**Page text**
>>>

Introduction

Over the past few weeks, I've been diving into the world of query plan optimization. It's a fascinating (but complex) rabbit hole that has led to several new features in the upcoming MatchFlow release. Here's what's new, why I built it, and how it can help you.

Query Plan Optimization (optional, but awesome!)

As data pipelines become more complex, I realized MatchFlow could benefit from smarter optimization. Enter the internal FlowOptimizer class. This is an optional feature you can enable to automatically rewrite your pipeline plans, pushing filters and limits closer to data sources, fusing steps, and generally improving efficiency.

You can opt-in to using it by:

from penaltyblog.matchflow import Flow

flow = Flow.from_jsonl("events.jsonl", optimize=True)

Why make it optional? Correctness and safety are my top priorities. Since this is the initial release of the optimizer, I'm making it opt-in while it gets thoroughly battle-tested.

<<<

**Problems and tasks**
1. Summarize the post on MatchFlow query plan optimization in two sentences.
2. In the post on MatchFlow query plan optimization, render this sentence in Spanish: "Correctness and safety are my top priorities."
3. Write the next part of the post on MatchFlow query plan optimization, picking up after its final sentence.

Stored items
>>>

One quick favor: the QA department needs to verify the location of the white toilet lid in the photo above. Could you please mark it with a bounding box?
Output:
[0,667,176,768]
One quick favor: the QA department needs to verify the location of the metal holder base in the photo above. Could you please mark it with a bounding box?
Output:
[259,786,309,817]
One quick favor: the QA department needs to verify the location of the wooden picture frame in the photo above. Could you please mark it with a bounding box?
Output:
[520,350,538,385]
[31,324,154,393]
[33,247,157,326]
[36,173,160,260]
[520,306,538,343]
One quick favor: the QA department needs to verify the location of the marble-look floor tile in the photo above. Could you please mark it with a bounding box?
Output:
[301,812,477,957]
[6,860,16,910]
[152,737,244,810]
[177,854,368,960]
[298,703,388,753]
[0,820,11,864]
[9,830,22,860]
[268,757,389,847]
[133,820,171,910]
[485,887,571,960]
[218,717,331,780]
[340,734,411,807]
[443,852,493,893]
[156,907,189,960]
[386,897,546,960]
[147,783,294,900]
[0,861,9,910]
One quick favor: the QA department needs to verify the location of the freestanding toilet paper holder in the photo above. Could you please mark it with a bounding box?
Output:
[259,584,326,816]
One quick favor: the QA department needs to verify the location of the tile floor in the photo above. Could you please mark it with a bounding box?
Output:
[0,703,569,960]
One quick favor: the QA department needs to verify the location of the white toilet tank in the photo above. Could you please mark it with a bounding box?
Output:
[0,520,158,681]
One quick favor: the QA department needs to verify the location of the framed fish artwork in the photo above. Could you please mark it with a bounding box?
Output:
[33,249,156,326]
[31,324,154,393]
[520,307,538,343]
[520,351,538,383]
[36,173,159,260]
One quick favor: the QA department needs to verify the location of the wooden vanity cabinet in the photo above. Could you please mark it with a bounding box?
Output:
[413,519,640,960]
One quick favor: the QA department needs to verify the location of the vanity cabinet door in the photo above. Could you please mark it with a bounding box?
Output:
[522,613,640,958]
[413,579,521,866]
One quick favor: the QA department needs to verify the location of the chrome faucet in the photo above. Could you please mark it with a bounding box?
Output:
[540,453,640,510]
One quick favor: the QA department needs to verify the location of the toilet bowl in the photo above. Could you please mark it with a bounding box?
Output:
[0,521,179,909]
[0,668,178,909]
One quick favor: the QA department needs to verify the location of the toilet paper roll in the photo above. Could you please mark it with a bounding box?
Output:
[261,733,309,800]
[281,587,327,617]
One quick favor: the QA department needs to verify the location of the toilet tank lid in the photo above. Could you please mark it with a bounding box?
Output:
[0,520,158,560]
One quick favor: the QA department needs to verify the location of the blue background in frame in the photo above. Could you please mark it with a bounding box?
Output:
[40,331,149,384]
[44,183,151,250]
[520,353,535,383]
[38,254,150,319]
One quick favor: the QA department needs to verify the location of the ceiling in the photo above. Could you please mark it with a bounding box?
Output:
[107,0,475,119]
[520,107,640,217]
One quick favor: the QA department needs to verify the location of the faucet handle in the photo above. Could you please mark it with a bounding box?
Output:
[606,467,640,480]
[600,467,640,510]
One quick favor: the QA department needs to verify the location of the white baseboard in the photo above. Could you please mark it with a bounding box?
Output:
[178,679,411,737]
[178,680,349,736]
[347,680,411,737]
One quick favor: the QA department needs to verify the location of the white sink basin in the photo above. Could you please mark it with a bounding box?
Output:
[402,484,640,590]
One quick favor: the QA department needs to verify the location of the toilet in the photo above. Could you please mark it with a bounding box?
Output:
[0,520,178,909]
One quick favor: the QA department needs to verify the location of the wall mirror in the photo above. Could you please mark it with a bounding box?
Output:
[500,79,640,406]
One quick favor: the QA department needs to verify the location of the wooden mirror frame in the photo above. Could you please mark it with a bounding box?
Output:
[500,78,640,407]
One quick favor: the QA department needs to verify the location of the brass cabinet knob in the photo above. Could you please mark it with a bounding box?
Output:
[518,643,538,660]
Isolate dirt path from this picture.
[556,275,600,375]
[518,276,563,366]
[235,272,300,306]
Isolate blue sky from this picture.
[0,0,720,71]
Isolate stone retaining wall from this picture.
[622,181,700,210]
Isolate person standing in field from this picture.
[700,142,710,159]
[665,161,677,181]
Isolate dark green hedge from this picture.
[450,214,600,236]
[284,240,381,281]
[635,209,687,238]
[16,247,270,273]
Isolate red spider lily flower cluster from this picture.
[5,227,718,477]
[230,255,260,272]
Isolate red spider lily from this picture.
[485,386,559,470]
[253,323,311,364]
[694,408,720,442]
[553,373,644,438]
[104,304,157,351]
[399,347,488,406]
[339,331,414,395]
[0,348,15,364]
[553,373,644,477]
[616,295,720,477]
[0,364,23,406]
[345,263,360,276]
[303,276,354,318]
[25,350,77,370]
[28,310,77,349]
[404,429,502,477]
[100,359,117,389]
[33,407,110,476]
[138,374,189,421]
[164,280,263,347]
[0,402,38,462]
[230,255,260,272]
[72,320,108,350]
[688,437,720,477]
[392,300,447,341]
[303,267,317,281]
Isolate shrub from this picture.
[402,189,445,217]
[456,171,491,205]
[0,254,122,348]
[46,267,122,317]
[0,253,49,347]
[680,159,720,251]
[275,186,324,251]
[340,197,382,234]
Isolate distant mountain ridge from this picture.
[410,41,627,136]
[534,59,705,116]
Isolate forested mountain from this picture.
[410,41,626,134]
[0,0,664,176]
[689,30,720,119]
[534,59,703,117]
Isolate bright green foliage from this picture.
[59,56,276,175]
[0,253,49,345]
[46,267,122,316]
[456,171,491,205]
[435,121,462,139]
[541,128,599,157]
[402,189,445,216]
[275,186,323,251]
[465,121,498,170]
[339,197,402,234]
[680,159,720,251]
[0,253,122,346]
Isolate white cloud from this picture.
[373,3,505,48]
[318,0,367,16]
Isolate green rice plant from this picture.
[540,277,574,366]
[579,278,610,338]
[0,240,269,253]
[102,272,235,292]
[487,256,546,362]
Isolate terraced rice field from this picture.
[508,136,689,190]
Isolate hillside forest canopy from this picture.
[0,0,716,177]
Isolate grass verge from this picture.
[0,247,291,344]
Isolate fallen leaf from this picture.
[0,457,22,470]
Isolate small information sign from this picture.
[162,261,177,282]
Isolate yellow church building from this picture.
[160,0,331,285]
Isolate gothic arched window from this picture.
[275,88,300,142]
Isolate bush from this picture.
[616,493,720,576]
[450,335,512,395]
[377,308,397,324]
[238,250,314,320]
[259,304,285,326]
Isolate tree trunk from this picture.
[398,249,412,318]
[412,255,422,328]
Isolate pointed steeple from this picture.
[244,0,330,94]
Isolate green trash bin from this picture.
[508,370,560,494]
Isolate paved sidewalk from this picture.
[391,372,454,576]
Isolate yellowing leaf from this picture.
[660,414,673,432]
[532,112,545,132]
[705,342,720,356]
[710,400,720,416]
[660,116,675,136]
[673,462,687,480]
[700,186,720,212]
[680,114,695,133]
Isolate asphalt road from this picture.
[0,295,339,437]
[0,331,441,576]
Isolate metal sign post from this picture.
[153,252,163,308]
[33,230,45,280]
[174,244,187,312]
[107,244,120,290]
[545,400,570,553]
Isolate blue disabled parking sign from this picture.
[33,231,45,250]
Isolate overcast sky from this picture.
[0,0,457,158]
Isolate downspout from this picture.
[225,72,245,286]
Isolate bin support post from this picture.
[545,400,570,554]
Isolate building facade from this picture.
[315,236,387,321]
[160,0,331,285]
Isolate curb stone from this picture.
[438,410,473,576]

<<<

**Exercise results**
1. The upcoming MatchFlow release adds an internal FlowOptimizer class, an optional feature that automatically rewrites pipeline plans by pushing filters and limits closer to data sources and fusing steps to improve efficiency. It is enabled with optimize=True, for instance in Flow.from_jsonl, and is opt-in because correctness and safety come first while this initial release of the optimizer is thoroughly battle-tested.

2. La corrección y la seguridad son mis principales prioridades.

3.
Once I'm confident it handles edge cases correctly, I'll make it the default. For now though, enabling it is straightforward but the choice remains yours.

Importantly, the optimizer is also transparent and explainable. Use .explain(compare=True) to see exactly what optimizations have taken place.

Improved Plan Visualization with `.plot_plan`

Understanding exactly what your pipeline does is crucial. With Flow.plot_plan, you can now generate visual representations of your pipelines. Quickly visualize steps, identify bottlenecks, and simplify debugging. You can also set compare=True to compare the plan before and after the optimizer has potentially rewritten it.

from penaltyblog.matchflow import Flow


data = [
    {"team": "A", "score": 1},
    {"team": "B", "score": 2},
    {"team": "A", "score": 3},
    {"team": "B", "score": 4},
]

flow = (
    Flow.from_records(data, optimize=True)
    .select("team", "score")
    .assign(x=lambda r: r["score"] * 2)
    .limit(2)
)

flow.plot_plan(compare=True)

Pelican

Figure 1: Flow plan before and after optimizer

You can see from the example above how the optimizer has pushed the limit step closer to the data source, reducing the amount of data that needs to be processed. This can lead to significant performance improvements, especially for larger datasets.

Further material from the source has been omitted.